→ **EXERCISE DESCRIPTION**
Restate all entries word for word, minus pictures.
# # # # # # #
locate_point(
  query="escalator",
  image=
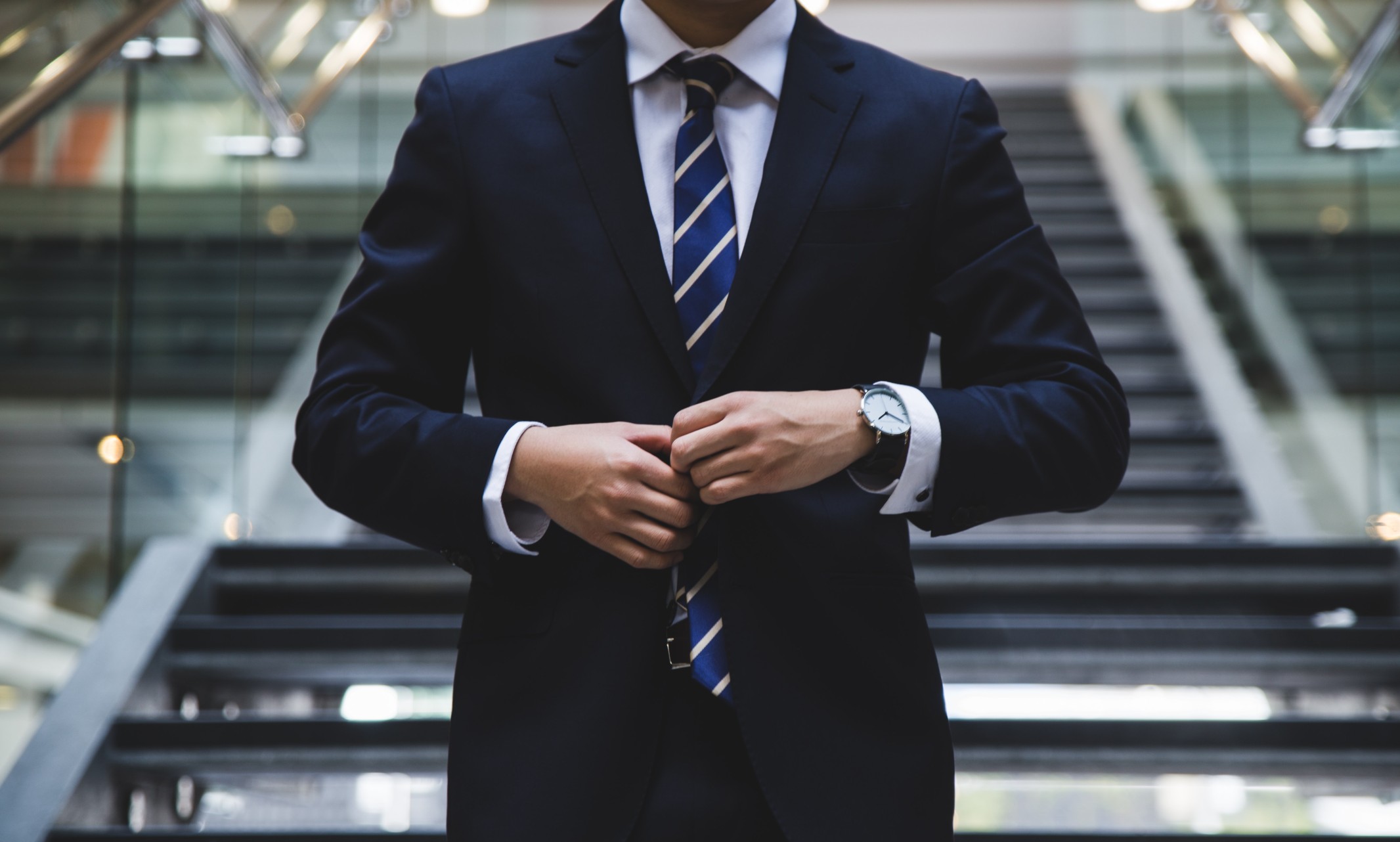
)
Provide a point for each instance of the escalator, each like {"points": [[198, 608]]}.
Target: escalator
{"points": [[301, 692]]}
# # # # # # #
→ **TASK OUTPUT**
locate_point(
  query="escalator",
  image=
)
Provide a point for each instance of the escalator, each like {"points": [[198, 608]]}.
Target: escalator
{"points": [[301, 692]]}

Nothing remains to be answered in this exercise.